▶ **EXERCISE AIM**:
Copy every line from the records below that carries the word "blue".

▶ **ENTRIES SUPPLIED**:
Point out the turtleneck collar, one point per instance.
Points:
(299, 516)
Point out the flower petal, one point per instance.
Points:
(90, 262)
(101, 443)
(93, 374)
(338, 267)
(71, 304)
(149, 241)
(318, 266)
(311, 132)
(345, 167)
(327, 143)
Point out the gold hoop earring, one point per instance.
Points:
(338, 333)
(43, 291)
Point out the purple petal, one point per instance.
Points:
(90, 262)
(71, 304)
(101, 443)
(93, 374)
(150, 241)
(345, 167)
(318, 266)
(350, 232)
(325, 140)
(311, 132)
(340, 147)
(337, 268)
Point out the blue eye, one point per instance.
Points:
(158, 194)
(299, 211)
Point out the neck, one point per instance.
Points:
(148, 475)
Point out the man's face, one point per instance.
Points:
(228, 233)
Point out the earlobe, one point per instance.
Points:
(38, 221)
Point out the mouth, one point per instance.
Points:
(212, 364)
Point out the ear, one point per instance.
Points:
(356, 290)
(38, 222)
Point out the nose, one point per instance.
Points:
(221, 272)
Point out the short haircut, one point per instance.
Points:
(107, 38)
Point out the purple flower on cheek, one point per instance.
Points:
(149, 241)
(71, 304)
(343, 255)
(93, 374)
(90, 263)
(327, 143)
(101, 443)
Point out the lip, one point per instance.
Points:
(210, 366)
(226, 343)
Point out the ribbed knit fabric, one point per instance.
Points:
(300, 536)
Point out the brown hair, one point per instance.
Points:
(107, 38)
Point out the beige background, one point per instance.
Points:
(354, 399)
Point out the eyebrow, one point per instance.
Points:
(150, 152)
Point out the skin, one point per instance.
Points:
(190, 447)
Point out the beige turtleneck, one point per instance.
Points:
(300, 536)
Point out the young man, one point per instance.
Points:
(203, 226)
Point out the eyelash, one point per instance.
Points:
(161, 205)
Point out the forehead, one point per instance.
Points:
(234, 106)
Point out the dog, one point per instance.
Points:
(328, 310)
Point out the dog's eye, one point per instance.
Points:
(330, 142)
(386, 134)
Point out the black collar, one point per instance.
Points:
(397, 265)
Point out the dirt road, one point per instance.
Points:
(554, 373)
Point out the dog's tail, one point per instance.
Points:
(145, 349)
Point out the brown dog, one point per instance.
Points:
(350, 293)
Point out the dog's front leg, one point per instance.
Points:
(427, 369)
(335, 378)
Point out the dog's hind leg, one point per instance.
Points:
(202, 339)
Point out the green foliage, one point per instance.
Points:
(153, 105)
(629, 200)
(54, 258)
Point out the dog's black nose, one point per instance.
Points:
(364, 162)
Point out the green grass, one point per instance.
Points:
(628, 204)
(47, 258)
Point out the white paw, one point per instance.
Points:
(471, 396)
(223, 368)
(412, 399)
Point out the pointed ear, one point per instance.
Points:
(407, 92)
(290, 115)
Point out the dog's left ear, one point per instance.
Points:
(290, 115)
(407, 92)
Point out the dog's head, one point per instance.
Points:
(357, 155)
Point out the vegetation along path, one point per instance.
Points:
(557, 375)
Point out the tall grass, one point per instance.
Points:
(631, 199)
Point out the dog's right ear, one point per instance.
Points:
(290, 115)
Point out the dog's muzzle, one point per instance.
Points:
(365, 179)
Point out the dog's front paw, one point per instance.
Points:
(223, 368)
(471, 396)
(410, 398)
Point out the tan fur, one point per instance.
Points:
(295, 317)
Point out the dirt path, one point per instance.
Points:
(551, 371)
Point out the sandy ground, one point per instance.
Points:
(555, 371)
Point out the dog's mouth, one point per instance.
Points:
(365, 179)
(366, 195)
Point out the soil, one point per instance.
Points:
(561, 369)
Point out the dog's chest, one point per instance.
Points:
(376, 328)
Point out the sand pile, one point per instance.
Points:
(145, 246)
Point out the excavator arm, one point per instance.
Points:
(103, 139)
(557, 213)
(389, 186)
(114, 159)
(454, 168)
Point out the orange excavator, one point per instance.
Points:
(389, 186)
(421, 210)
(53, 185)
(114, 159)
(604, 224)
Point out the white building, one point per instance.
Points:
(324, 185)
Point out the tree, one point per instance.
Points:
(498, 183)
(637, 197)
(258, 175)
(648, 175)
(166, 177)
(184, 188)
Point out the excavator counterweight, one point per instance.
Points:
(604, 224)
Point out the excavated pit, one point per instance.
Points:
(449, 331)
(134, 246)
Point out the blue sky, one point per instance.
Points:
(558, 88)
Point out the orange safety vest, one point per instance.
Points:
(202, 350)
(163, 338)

▶ **PROBLEM SOLUTION**:
Point out the blue eye, one point per instance.
Point out the blue sky, one point per instance.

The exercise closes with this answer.